**What the exercise asks:** Continue the text on grading in civil engineering from the point where it stops.

Grading in civil engineering and landscape architectural construction is the work of ensuring a level base, or one with a specified slope, for a construction work such as a foundation, the base course for a road or a railway, or landscape and garden improvements, or surface drainage.  The earthworks created for such a purpose are often called the sub-grade or finished contouring  (see diagram).

Regrading 

Regrading is the process of grading for raising and/or lowering the levels of land. Such a project can also be referred to as a regrade.

Regrading may be done on a small scale (as in preparation of a house site) or on quite a large scale (as in major reconfiguration of the terrain of a city, such as the Denny Regrade in Seattle).

Regrading is typically performed to make land more level (flatter), in which case it is sometimes called levelling.) Levelling can have the consequence of making other nearby slopes steeper, and potentially unstable or prone to erosion.

Transportation
In the case of gravel roads and earthworks for certain purposes, grading forms not just the base but the cover and surface of the finished construction, and is often called finished grade.

**Extracted material:**
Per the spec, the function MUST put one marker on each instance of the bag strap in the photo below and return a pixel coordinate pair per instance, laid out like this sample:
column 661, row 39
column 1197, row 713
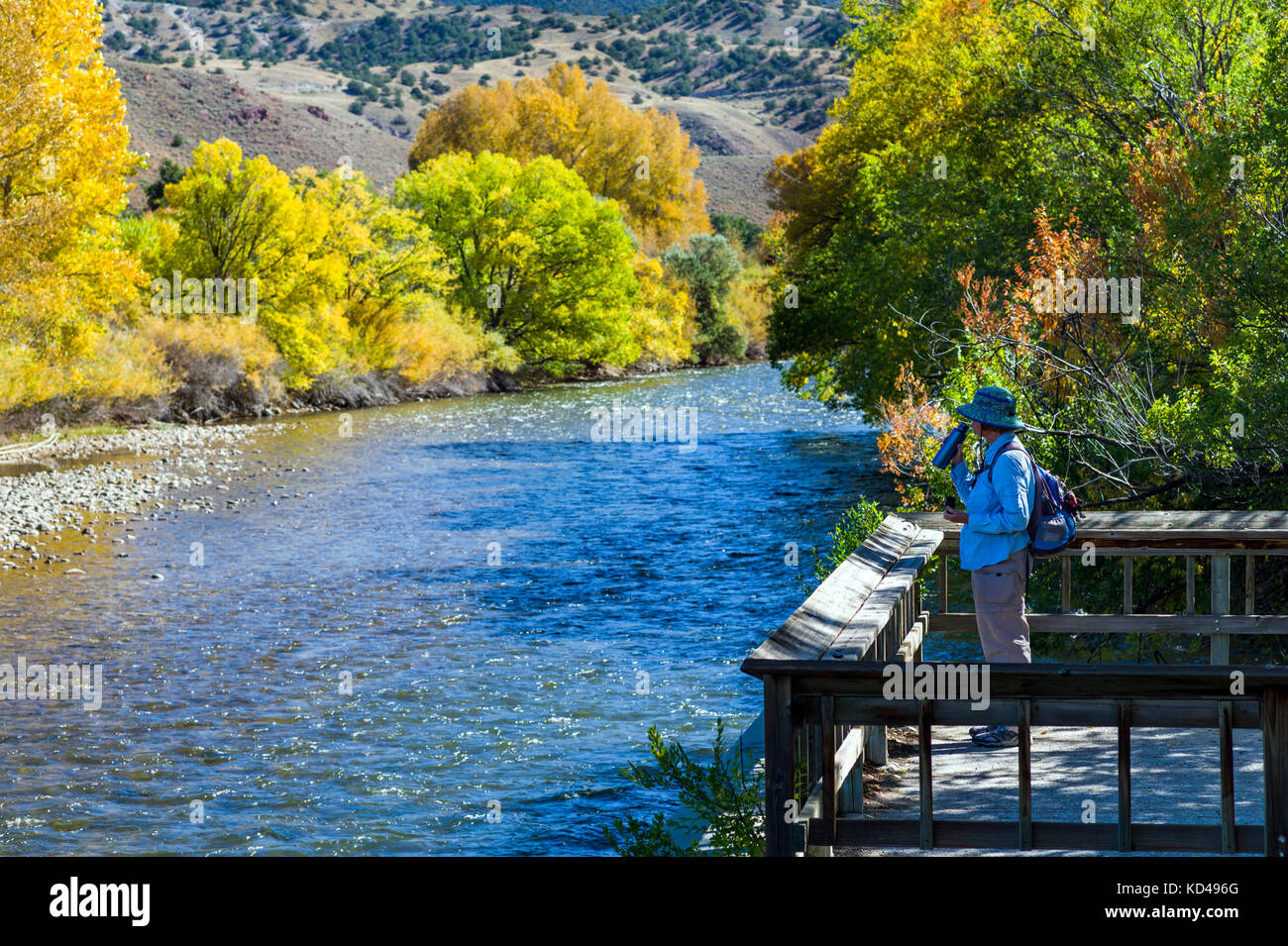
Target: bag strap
column 1008, row 446
column 1038, row 482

**Output of the task:**
Process

It is often done using heavy machinery like bulldozers and excavators to roughly prepare an area and then using a grader for a finer finish.

Environmental design
In the environmental design professions, grading and regrading are a specifications and construction component in landscape design, landscape architecture, and architecture projects. It is used for buildings or outdoor amenities regarding foundations and footings,  slope terracing and stabilizing, aesthetic contouring, and directing surface runoff drainage of stormwater and domestic/irrigation runoff flows.

Purposes
Reasons for regrading include:
 Enabling construction on lands that were previously too varied and/or steeply sloped.
 Enabling transportation along routes that were previously too varied and/or steep.
 Changing drainage patterns and rerouting surface flow.
 Improving the stability of terrain adjacent to developments.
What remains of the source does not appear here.